** SOURCE MATERIAL follows **
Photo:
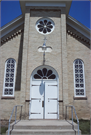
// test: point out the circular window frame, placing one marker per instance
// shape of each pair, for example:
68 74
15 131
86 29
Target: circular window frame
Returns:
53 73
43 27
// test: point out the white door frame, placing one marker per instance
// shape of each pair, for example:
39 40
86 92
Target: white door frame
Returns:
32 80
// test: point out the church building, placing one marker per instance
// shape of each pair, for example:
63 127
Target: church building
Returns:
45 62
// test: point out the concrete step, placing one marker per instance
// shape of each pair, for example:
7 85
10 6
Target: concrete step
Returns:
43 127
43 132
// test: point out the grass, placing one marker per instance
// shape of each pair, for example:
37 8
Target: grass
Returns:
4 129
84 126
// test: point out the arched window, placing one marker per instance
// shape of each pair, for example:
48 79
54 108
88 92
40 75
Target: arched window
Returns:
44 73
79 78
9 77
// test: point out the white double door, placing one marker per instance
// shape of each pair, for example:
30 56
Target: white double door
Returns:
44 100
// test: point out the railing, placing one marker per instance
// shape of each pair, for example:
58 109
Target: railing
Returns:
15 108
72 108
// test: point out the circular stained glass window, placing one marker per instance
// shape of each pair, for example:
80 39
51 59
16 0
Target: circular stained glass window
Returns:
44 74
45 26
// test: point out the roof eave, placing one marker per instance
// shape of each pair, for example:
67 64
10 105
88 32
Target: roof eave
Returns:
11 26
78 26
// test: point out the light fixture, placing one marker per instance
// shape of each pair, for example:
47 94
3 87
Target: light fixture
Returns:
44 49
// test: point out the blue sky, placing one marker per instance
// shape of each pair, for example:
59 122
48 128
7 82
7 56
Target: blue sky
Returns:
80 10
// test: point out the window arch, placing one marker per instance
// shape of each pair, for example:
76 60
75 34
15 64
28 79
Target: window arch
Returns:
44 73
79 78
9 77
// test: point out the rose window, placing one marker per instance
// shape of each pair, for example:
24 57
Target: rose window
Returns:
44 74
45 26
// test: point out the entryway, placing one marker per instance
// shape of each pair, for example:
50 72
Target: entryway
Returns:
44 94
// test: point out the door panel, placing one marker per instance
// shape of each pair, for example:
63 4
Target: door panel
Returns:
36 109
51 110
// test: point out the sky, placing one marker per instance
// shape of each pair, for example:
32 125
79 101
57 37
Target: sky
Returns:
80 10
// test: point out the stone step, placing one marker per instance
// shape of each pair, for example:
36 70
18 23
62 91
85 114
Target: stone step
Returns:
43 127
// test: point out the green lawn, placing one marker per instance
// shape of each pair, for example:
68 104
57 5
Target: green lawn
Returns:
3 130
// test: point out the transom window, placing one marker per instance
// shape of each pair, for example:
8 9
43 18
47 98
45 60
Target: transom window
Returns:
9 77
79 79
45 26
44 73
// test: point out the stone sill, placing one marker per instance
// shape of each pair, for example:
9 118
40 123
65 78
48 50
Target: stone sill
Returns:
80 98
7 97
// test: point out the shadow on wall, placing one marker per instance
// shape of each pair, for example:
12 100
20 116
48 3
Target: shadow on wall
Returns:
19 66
** End of SOURCE MATERIAL **
** SOURCE MATERIAL follows **
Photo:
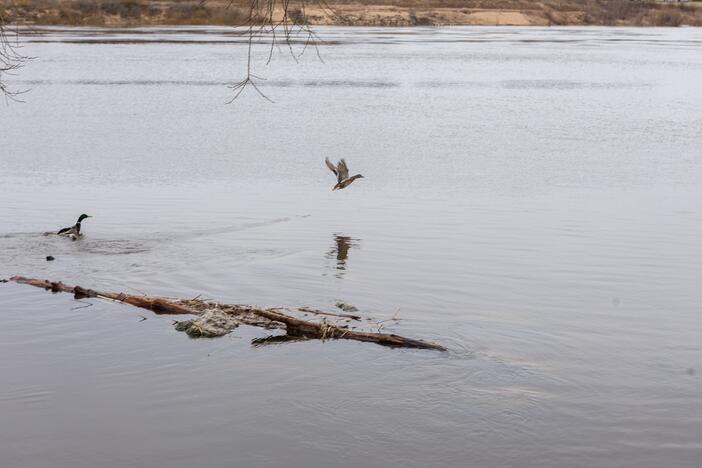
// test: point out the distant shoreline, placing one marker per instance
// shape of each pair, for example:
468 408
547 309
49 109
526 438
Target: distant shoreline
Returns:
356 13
** End of SOURCE MATERIAL **
● TASK OBJECTIVE: Within the material above, the line with "Target: white double door" opens the range and the line with "fixture, placing one marker per instance" closes it; reproduce that range word for word.

● COMPLETED TASK:
Target: white double door
Returns:
44 100
// test: point out the railing, placing one marker per instance
// shape of each pair, for example:
58 109
Target: railing
Returns:
15 108
72 108
// test: point out the circular stained glass window, placing one marker per instance
// shape of each pair, for example:
80 39
51 59
16 0
Target: circular stained glass window
Returns:
44 74
45 26
// test: point out the roof eave, placing one marker per instance
// shape of each pair, for example:
67 64
10 105
88 32
Target: roof eave
Returns:
11 26
78 26
// test: point out the light fixture, placing one marker per instance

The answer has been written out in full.